§ Problem a:
In the DataYoga page below, what does the transform method return?

§ Extract:
———
Skip to main content

DataYoga for Python

Project description

DataYoga Core

Introduction

datayoga-core is the transformation engine used in DataYoga, a framework for building and generating data pipelines.

Installation

pip install datayoga-core

Quick Start

This demonstrates how to transform data using a DataYoga job.

Create a Job

Use this example.dy.yaml:

steps:
  - uses: add_field
    with:
      fields:
        - field: full_name
          language: jmespath
          expression: concat([fname, ' ' , lname])
        - field: country
          language: sql
          expression: country_code || ' - ' || UPPER(country_name)
  - uses: rename_field
    with:
      fields:
        - from_field: fname
          to_field: first_name
        - from_field: lname
          to_field: last_name
  - uses: remove_field
    with:
      fields:
        - field: credit_card
        - field: country_name
        - field: country_code
  - uses: map
    with:
      expression:
        {
          first_name: first_name,
          last_name: last_name,
          greeting: "'Hello ' || CASE WHEN gender = 'F' THEN 'Ms.' WHEN gender = 'M' THEN 'Mr.' ELSE 'N/A' END || ' ' || full_name",
          country: country,
          full_name: full_name
        }
      language: sql

Transform Data Using datayoga-core

Use this code snippet to transform a data record using the job defined above. The transform method returns a tuple of processed, filtered, and rejected records:

import datayoga_core as dy
from datayoga_core.job import Job
from datayoga_core.result import Result, Status
from datayoga_core.utils import read_yaml

job_settings = read_yaml("example.dy.yaml")
———
§ Listed records:
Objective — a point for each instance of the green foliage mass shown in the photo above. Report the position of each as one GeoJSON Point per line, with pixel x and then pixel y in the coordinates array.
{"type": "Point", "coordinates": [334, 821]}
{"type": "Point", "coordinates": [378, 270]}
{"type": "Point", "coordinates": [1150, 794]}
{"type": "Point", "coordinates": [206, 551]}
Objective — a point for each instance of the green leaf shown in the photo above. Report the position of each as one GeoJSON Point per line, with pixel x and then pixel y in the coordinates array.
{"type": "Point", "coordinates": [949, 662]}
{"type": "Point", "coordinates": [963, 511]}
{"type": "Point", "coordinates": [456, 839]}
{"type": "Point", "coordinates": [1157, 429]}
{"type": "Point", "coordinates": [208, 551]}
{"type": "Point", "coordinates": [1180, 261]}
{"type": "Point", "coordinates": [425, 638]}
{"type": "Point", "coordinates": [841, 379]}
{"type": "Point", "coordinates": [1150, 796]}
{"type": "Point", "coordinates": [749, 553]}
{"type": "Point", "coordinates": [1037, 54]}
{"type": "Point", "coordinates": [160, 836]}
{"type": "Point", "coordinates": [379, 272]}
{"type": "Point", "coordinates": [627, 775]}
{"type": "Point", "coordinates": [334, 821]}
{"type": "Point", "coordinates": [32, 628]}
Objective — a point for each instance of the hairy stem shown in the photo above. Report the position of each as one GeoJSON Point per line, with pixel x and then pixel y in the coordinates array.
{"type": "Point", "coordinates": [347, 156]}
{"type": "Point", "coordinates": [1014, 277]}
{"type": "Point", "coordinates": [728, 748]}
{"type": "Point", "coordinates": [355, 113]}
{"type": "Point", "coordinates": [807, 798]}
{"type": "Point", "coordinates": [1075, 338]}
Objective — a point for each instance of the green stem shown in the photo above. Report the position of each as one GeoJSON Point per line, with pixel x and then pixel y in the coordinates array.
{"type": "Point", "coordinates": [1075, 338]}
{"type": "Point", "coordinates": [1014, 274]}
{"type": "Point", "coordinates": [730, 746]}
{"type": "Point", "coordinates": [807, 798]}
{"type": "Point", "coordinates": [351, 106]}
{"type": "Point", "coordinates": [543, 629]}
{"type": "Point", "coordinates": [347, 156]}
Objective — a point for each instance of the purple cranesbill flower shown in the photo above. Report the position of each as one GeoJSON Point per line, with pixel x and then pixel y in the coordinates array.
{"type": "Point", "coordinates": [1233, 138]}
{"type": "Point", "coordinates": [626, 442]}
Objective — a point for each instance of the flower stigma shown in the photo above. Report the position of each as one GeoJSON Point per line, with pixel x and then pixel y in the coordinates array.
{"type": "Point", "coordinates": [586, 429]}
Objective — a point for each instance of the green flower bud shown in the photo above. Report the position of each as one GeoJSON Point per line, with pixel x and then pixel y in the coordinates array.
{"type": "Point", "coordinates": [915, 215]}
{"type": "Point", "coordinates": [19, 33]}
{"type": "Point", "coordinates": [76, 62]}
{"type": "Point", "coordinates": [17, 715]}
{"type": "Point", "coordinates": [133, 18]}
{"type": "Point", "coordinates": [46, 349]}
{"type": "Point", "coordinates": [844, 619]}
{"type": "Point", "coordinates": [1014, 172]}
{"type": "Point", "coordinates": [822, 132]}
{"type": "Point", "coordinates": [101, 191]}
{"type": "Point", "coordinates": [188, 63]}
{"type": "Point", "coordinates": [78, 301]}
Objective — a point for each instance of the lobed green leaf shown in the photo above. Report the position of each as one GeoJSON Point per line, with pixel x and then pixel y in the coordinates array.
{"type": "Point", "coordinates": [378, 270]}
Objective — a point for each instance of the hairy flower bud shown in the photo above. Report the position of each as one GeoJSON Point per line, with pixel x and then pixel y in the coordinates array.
———
§ Problem b:
From the records above, pick out every line that contains the string "stem".

§ Task response a:
A tuple of processed, filtered, and rejected records.

§ Task response b:
Objective — a point for each instance of the hairy stem shown in the photo above. Report the position of each as one GeoJSON Point per line, with pixel x and then pixel y in the coordinates array.
Objective — a point for each instance of the green stem shown in the photo above. Report the position of each as one GeoJSON Point per line, with pixel x and then pixel y in the coordinates array.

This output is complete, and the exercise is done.